━━ RECORDS
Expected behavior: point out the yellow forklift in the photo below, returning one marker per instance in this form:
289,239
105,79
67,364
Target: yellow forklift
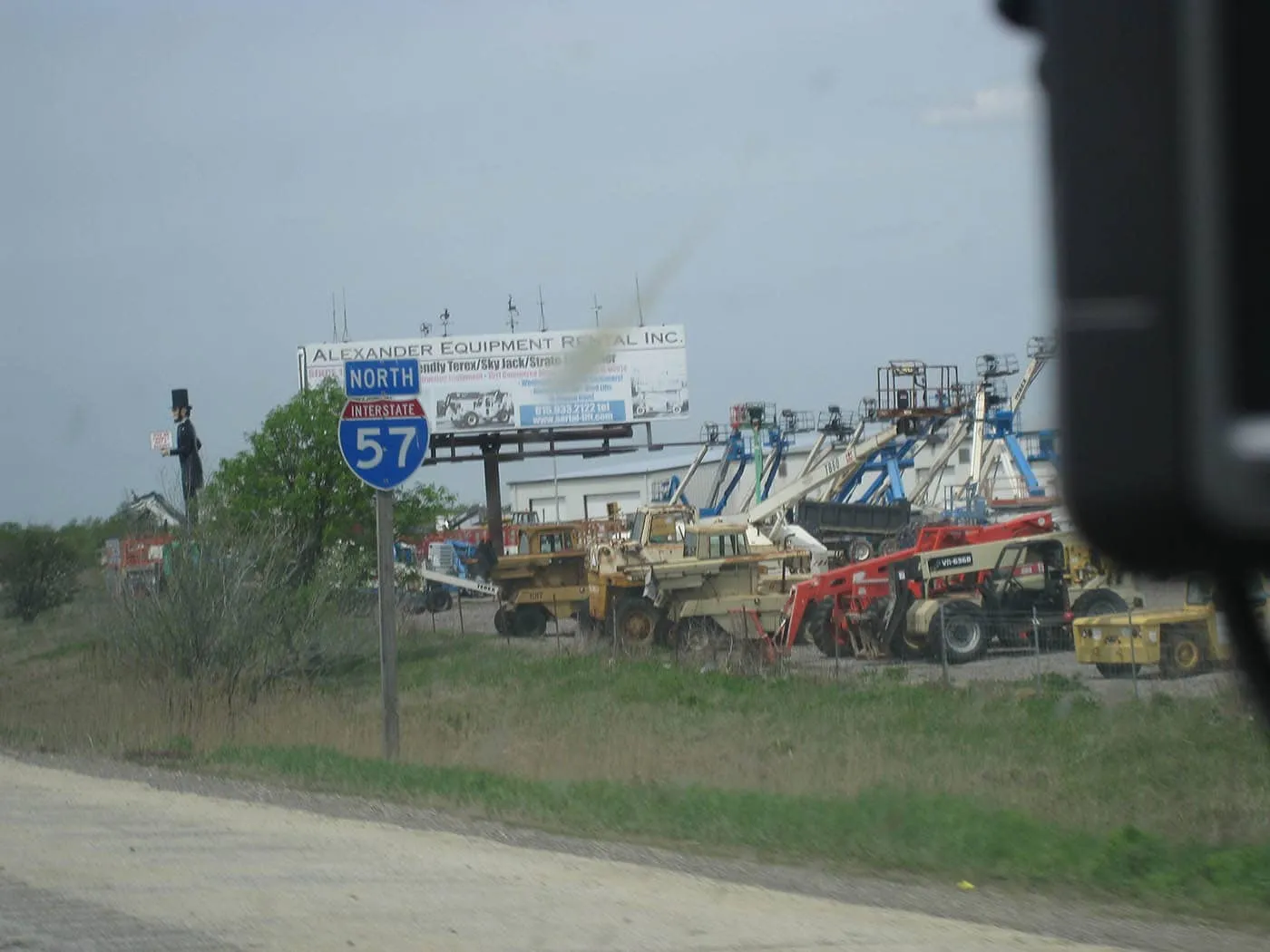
1181,641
━━━━
Write out the entry again, including its request, and multiply each coordinate in the answer by 1.25, rounding to the nearest whole number with halves rounded up. Omit the picture from your output.

Expected behavior: point out the yellow forklift in the photo below, returning one marker per instance in this form:
289,239
105,79
67,364
Target: yellow forklift
1476,801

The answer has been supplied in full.